__Material for this task__:
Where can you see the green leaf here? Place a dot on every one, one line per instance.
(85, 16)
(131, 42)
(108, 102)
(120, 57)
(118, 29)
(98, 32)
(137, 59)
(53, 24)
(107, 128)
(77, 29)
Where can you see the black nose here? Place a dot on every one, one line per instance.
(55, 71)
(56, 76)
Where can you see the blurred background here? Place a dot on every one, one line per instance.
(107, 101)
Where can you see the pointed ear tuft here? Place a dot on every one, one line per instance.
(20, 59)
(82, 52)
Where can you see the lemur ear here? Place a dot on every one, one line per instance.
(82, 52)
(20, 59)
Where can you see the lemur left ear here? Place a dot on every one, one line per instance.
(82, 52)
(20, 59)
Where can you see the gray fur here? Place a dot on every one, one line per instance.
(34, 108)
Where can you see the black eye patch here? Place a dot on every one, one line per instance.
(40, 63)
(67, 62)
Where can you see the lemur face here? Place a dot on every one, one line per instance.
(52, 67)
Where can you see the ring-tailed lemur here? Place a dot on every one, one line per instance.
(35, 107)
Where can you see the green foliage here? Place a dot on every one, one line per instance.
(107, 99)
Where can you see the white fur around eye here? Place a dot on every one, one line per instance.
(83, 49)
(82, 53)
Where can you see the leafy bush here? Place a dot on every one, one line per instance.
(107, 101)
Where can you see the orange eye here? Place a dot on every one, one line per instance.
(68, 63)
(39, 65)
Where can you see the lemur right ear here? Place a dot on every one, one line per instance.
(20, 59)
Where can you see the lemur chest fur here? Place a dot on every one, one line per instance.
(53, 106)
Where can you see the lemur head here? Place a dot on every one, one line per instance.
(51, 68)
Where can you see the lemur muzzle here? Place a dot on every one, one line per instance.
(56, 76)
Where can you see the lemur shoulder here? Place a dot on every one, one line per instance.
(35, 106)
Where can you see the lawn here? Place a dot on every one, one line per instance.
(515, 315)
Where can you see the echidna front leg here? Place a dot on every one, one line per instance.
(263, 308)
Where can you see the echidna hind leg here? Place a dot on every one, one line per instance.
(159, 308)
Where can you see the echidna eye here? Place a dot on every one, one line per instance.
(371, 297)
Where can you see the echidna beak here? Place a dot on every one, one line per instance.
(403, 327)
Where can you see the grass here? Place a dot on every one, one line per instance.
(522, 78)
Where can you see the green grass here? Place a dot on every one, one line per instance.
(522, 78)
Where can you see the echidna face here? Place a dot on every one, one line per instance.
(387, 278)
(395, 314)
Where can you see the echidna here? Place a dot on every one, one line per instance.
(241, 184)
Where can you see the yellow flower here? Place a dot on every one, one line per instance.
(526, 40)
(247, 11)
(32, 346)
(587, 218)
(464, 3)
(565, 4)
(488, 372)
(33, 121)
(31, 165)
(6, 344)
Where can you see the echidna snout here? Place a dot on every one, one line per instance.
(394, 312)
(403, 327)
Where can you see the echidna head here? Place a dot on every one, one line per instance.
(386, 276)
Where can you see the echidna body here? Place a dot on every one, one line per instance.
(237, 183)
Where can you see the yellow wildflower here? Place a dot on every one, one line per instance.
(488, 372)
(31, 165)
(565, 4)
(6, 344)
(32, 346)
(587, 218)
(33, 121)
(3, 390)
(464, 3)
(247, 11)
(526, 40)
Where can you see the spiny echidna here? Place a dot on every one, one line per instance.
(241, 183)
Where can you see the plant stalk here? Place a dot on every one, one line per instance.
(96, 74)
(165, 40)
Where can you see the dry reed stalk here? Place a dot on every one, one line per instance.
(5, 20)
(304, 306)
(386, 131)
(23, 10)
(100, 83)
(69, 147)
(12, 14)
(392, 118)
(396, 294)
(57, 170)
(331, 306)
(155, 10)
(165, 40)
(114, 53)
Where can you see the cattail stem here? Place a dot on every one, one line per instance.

__Exercise details__:
Could you output the records in full, exactly as written?

__The completed task__:
Where can you see the green leaf here? Place a dot on every one, one line per instance.
(85, 16)
(131, 42)
(108, 102)
(120, 57)
(118, 29)
(98, 32)
(137, 59)
(53, 24)
(107, 128)
(77, 29)
Where can you see the black nose here? Place a dot on every one, one line per instance.
(55, 71)
(56, 76)
Where can you see the blurred background here? Place a dot on every one, one line per instance.
(107, 101)
Where can you see the pointed ear tuft here? Place a dot on every one, one line per instance.
(20, 59)
(82, 52)
Where can you see the lemur ear here? Place a dot on every one, one line per instance.
(82, 52)
(20, 59)
Where can you see the lemur left ear here? Place a dot on every one, one line per instance.
(82, 52)
(20, 59)
Where can you see the gray fur here? Place a dot on every one, one line per instance.
(34, 108)
Where can you see the black eye patch here? Place a dot on every one, one line per instance.
(40, 63)
(67, 62)
Where can you see the lemur face here? Place a dot on every one, one line per instance.
(52, 67)
Where can you see the ring-tailed lemur here? Place a dot on every one, one line per instance.
(35, 107)
Where can you see the green foliage here? Place a dot on every one, one line per instance.
(107, 99)
Where can you see the white fur around eye here? Place a dot on every one, one line per instance.
(83, 49)
(82, 53)
Where can you see the leafy bush here? Place a dot on every one, one line per instance.
(107, 101)
Where can you see the orange eye here? Place a dot on every one, one line per instance.
(68, 63)
(39, 65)
Where can you see the lemur right ear here? Place a dot on every one, one line per instance.
(20, 59)
Where can you see the lemur chest fur here? Place a dot on every one, one line per instance.
(53, 106)
Where can you see the lemur head here? Place a dot on every one, one line per instance.
(51, 68)
Where can you see the lemur muzzle here? Place a dot on every one, one line per instance.
(56, 76)
Where can you see the lemur shoulder here? Place a dot on every one, one line per instance.
(35, 106)
Where can you see the lawn here? Place a dot on every one, one line per instance.
(515, 315)
Where can you see the echidna front leg here? Place a dot on every one, one line per instance.
(263, 308)
Where can you see the echidna hind leg here? Place a dot on every one, one line per instance.
(159, 308)
Where can you see the echidna eye here? Place a dot on every one, one line per instance.
(371, 297)
Where can you see the echidna beak here? Place a dot on every one, one line per instance.
(403, 327)
Where can you see the grass here? Place a dot on every one, one line per instance.
(522, 78)
Where can you see the green grass here? Place a dot on every one, one line per instance.
(522, 78)
Where can you see the echidna face here? Place a dot on every one, one line per instance.
(387, 278)
(395, 314)
Where can you see the echidna here? Place a dot on every one, one line per instance.
(241, 184)
Where can you see the yellow flower here? Place a dot on every one, one line per instance.
(526, 40)
(247, 11)
(32, 346)
(587, 218)
(464, 3)
(565, 4)
(488, 372)
(33, 121)
(31, 165)
(6, 344)
Where can you see the echidna snout here? Place a dot on every one, one line per instance.
(394, 312)
(403, 327)
Where can you see the echidna head here? Place a dot on every one, one line per instance.
(386, 276)
Where can you see the echidna body here? Place a dot on every one, one line per instance.
(237, 183)
Where can you see the yellow wildflower here? Place a dot on every one, one line per instance.
(488, 372)
(31, 165)
(565, 4)
(6, 344)
(32, 346)
(587, 218)
(33, 121)
(3, 390)
(464, 3)
(247, 11)
(526, 40)
Where can you see the spiny echidna here? Place a dot on every one, one line per instance.
(241, 183)
Where can you see the plant stalk here? Place a dot on every one, one line per instance.
(96, 74)
(165, 40)
Where can you see the dry reed stalk here? Place a dot on every one, one line per instance.
(5, 20)
(304, 306)
(386, 131)
(23, 10)
(100, 83)
(69, 147)
(12, 14)
(392, 118)
(396, 294)
(57, 170)
(331, 306)
(155, 10)
(165, 40)
(114, 53)
Where can you see the cattail stem here? Place a dot on every one, one line per instance.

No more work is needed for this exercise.